### Aim of the task:
The answer must be an exact transcription of all the records below.

START Extracted information

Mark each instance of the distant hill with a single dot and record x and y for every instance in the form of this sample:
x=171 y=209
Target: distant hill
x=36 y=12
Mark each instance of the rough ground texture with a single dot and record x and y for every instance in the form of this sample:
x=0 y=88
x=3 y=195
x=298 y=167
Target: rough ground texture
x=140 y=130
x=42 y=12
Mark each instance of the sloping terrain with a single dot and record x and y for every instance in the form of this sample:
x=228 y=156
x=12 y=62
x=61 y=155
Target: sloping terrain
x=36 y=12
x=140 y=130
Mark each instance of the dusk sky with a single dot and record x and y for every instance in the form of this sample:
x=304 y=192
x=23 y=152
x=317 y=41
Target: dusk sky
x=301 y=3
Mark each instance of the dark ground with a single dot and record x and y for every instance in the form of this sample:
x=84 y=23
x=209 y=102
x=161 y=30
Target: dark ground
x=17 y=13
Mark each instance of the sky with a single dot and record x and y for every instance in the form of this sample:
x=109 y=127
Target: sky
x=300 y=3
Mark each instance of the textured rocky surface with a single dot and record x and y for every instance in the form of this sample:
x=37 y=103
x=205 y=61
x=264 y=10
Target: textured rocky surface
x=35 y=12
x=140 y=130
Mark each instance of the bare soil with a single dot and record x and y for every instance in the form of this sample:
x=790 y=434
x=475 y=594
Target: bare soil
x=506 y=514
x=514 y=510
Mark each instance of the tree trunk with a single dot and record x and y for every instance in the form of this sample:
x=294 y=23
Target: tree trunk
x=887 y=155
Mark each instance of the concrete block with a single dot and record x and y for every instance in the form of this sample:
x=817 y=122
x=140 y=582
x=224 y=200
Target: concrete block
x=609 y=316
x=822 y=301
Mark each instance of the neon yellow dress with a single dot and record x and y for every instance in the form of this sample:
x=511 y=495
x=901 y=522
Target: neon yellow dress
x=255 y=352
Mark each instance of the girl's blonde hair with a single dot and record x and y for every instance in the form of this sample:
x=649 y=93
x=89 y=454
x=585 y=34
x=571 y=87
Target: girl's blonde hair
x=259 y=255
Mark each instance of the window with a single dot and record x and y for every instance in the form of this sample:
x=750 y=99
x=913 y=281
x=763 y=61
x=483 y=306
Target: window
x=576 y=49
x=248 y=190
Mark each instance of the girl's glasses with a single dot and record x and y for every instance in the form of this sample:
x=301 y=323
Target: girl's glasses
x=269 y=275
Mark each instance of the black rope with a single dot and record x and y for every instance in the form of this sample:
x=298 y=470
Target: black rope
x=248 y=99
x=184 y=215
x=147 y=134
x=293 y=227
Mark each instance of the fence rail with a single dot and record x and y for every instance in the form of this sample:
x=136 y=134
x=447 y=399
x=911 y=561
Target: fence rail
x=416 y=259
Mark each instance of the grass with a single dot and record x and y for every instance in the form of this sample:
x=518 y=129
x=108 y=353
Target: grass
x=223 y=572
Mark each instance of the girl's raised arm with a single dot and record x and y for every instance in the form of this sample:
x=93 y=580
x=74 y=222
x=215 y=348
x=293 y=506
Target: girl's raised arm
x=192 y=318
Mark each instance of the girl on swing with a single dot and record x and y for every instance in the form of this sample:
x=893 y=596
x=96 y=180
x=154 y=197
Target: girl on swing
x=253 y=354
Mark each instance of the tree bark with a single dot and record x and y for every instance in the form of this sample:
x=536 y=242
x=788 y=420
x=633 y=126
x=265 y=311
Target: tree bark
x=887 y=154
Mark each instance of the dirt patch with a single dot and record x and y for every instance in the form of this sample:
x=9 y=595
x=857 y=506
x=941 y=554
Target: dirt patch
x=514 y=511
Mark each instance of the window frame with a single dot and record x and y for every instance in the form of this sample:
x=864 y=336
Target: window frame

END Extracted information

### Output below:
Mark each instance of the distant hill with a single dot and record x and y for every instance in the form of this sample:
x=171 y=209
Target: distant hill
x=36 y=12
Mark each instance of the rough ground texture with a single dot and record x and y for every instance in the form of this sample:
x=0 y=88
x=3 y=195
x=298 y=167
Target: rough ground texture
x=140 y=130
x=42 y=12
Mark each instance of the sloping terrain with a single dot and record x and y for every instance in the form of this sample:
x=228 y=156
x=12 y=62
x=61 y=155
Target: sloping terrain
x=36 y=12
x=140 y=130
Mark each instance of the dusk sky with a single dot and record x and y for every instance in the form of this sample:
x=304 y=192
x=23 y=152
x=317 y=41
Target: dusk sky
x=301 y=3
Mark each instance of the dark ground with a single dot and record x and y for every instance in the form of this sample:
x=84 y=23
x=209 y=102
x=161 y=30
Target: dark ground
x=17 y=13
Mark each instance of the sky with a single dot and record x and y for every instance in the form of this sample:
x=109 y=127
Target: sky
x=300 y=3
Mark each instance of the textured rocky surface with a single dot and record x and y for every instance in the form of this sample:
x=37 y=103
x=205 y=61
x=264 y=10
Target: textured rocky surface
x=35 y=12
x=140 y=130
Mark each instance of the bare soil with a single dot and record x and y for every instance in the form of this sample:
x=790 y=434
x=475 y=594
Target: bare soil
x=506 y=514
x=514 y=510
Mark each instance of the tree trunk with a single dot and record x and y for every instance in the form of this sample:
x=294 y=23
Target: tree trunk
x=887 y=155
Mark each instance of the concrete block with a single dot and record x and y for every instance in the form of this sample:
x=817 y=122
x=140 y=582
x=224 y=200
Target: concrete block
x=609 y=316
x=822 y=301
Mark each instance of the neon yellow dress with a single dot and record x and y for every instance in the form of this sample:
x=511 y=495
x=901 y=522
Target: neon yellow dress
x=255 y=352
Mark each instance of the girl's blonde hair with a single dot and record x and y for every instance in the form of this sample:
x=649 y=93
x=89 y=454
x=585 y=34
x=571 y=87
Target: girl's blonde hair
x=259 y=255
Mark each instance of the window with a single dot and record x and y for every instance in the form of this sample:
x=750 y=99
x=913 y=281
x=763 y=61
x=483 y=306
Target: window
x=576 y=49
x=248 y=190
Mark each instance of the girl's glasses with a single dot and record x and y for every instance in the form of this sample:
x=301 y=323
Target: girl's glasses
x=269 y=275
Mark each instance of the black rope with a single dot and record x and y for every instance in the form of this sample:
x=298 y=470
Target: black rope
x=248 y=99
x=184 y=215
x=147 y=134
x=293 y=227
Mark each instance of the fence rail with a single dot and record x and y for every instance in the form of this sample:
x=136 y=134
x=447 y=399
x=911 y=561
Target: fence rail
x=416 y=259
Mark each instance of the grass with a single dot and record x and y for every instance in the form of this sample:
x=518 y=129
x=108 y=353
Target: grass
x=223 y=572
Mark each instance of the girl's raised arm with a single dot and record x and y for every instance in the form of this sample:
x=93 y=580
x=74 y=222
x=215 y=348
x=293 y=506
Target: girl's raised arm
x=192 y=318
Mark each instance of the girl on swing with a single dot and record x and y for every instance in the form of this sample:
x=893 y=596
x=96 y=180
x=154 y=197
Target: girl on swing
x=253 y=354
Mark each instance of the tree bark with a single dot and record x and y for every instance in the form of this sample:
x=536 y=242
x=788 y=420
x=633 y=126
x=265 y=311
Target: tree bark
x=887 y=154
Mark each instance of the dirt patch with a single dot and record x and y for every instance in the form of this sample:
x=9 y=595
x=857 y=506
x=941 y=554
Target: dirt patch
x=514 y=511
Mark each instance of the window frame with a single dot and record x and y for every instance in the form of this sample:
x=864 y=336
Target: window frame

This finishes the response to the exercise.